==== Fragmento del documento ====

En la conmemoración del
Día Internacional contra la Corrupción, el representante en nuestro país
de la oficina de Naciones Unidas (ONU) contra la droga y el delito,
Antonio Luigi Mazzitelli, destacó que varios estudios e índices globales
sobre corrupción e impunidad califican a México muy mal. Sigue siendo
el país con la puntuación más baja entre los países de la OCDE en lo que
se refiere a ambos flagelos.
Los hechos avalan tal
certificación, que confirman los múltiples escándalos en que se han
visto involucrados altos funcionarios, principalmente el propio Enrique
Peña Nieto, quien se burló de la sociedad mayoritaria con el
nombramiento de Virgilio Andrade como titular de la Secretaría de la
Función Pública (SFP), posición desde la que desvió las investigaciones
sobre la asociación corrupta del entonces gobernador del estado de
México con la empresa Higa.
El problema se agrava por los
altos índices de impunidad que se tienen en nuestro país, problema que
también destacó el funcionario de la ONU. Sin embargo, para el
secretario Andrade las cosas marchan muy bien, al extremo de que en la
reunión del G20 que se llevará a cabo en Gran Bretaña el año 2016, el
gobierno de Peña Nieto, dijo, “llegará con importantes avances” en el
establecimiento del sistema nacional anticorrupción.
Es obvio que el cinismo es
parte fundamental en el avance del flagelo, como ha quedado demostrado
en los últimos treinta años, comportamiento que se magnificó en el
actual sexenio. Ni que decir tiene que la corrupción y la impunidad, se
mantendrán al alza en lo que resta de la presente administración
federal. Los regaños provenientes del extranjero son mero formalismo,
porque a final de cuentas los principales beneficiarios del flagelo son
las grandes corporaciones trasnacionales: tienen abiertas las puertas de
la corrupción que les permite un usufructo barato de los principales
recursos naturales de México.

====

#### Tareas
A. Según el fragmento sobre la corrupción en México, ¿quién representa en el país a la oficina de la ONU contra la droga y el delito?
B. Retoma el fragmento sobre la corrupción en México y escribe su continuación a partir de la última oración.
Las entradas no tienen ningún papel en esto.

==== Datos ====

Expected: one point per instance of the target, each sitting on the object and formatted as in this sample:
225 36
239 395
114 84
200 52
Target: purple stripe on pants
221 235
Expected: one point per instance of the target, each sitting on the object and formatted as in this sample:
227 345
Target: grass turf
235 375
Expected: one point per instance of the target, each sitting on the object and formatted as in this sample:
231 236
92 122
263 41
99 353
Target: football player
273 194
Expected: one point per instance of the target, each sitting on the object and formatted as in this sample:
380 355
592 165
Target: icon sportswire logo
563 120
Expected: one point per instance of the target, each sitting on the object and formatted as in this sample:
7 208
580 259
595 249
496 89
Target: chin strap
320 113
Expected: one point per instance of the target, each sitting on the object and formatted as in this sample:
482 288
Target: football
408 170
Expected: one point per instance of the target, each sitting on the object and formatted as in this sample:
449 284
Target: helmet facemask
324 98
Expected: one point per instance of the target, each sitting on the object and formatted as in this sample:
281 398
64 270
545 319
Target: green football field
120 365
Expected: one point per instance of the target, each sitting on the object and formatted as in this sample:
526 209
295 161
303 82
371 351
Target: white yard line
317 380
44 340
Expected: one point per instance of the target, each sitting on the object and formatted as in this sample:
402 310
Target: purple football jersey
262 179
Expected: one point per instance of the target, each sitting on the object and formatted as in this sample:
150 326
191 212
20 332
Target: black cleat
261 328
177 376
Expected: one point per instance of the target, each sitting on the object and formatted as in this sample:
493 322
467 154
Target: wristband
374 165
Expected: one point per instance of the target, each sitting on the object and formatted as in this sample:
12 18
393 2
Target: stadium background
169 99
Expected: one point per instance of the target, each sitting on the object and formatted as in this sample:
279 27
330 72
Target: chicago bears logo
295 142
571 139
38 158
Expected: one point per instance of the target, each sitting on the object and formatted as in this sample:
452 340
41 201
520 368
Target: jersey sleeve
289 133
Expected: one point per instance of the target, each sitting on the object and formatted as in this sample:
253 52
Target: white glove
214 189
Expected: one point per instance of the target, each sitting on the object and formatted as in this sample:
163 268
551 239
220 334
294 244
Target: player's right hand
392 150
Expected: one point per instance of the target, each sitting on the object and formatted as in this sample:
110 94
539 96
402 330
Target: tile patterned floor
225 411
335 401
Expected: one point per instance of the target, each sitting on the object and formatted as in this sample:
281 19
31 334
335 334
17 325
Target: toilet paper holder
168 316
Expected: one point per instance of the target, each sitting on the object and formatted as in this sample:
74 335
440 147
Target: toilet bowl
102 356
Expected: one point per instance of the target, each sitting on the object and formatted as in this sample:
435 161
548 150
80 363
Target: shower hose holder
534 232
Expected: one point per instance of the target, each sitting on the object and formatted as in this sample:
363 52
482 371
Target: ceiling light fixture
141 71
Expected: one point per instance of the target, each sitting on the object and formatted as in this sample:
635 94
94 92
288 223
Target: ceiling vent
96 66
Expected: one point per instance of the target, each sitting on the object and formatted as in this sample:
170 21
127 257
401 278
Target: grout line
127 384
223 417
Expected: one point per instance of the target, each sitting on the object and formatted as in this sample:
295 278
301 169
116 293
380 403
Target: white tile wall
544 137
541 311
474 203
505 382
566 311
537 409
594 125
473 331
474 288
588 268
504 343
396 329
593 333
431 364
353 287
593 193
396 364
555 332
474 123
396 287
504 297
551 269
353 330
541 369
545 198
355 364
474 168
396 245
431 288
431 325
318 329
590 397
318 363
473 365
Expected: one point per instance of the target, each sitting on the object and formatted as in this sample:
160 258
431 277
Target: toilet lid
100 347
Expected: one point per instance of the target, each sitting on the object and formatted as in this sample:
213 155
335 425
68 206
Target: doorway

====

#### Respuestas
A. Antonio Luigi Mazzitelli.

B.
No es coincidencia que en el
estado de México haya una “política sistemática” de despojo del
territorio, agua, bosques y recursos naturales, en el marco de una
violación impune de los derechos humanos y colectivos de poblaciones
pobres y marginadas, como denunció el Centro de Derechos Humanos
Zeferino Ladrillero.
En conferencia de prensa se
denunció que incluso con violencia extrema se han impuesto
“megaproyectos” y desarrollos inmobiliarios en los que “siempre resultan
beneficiados los consorcios empresariales y las grandes corporaciones”.
Es cierto que tal práctica viene de sexenios atrás, como lo demuestra
el famoso caso de los comuneros de San Salvador Atenco, a quienes en el
desgobierno de Vicente Fox se quiso despojar de sus tierras para
construir el nuevo aeropuerto de la ciudad de México. Se volvió práctica
sistemática en la “administración” del entonces gobernador Peña Nieto.
Tal política pública es
consustancial al modelo neoliberal, que aquí en nuestro país encontró un
campo muy fértil. De ahí que mientras subsista será imposible poner fin
a la corrupción y a la impunidad. Lo que hacen organismos como la
oficina de la ONU contra la droga y el delito es llamar la atención a
los gobiernos que se pasan de la raya. Así como la DEA no trabaja para
combatir el narcotráfico sino para “ordenar” el mercado y evitar un
colapso irreparable, que condujera al caos en detrimento de los millones
de adictos en el mundo, del mismo modo el máximo organismo mundial
vigila que las naciones sigan las normas que marcan las principales
potencias globales.
Por eso es impensable, en el
actual estado de cosas en el mundo, que las naciones dependientes y
menos desarrolladas superen condiciones propias del subdesarrollo. Pudo
haberse dado un paso adelante después de la Segunda Guerra Mundial, pero
no se dio de manera global por el reparto que hicieron las potencias
vencedoras, Estados Unidos y la entonces Unión Soviética. A los
latinoamericanos nos tocó formar parte del marco geopolítico
estadounidense, con las terribles consecuencias que hemos sufrido desde
los inicios del siglo veinte, cuando la nación vecina enseñó su rostro
imperialista.
Las famosas reformas estructurales,
sobre todo la energética y la laboral, obedecen al móvil de facilitar
prácticas corruptas entre las altas esferas de la burocracia y los altos
mandos de las corporaciones empresariales. Allí es donde se da la gran
corrupción, la que más daña al país y de la que los medios electrónicos
jamás se ocupan. Esto no cambiará hasta que el régimen neoliberal sea
derrotado.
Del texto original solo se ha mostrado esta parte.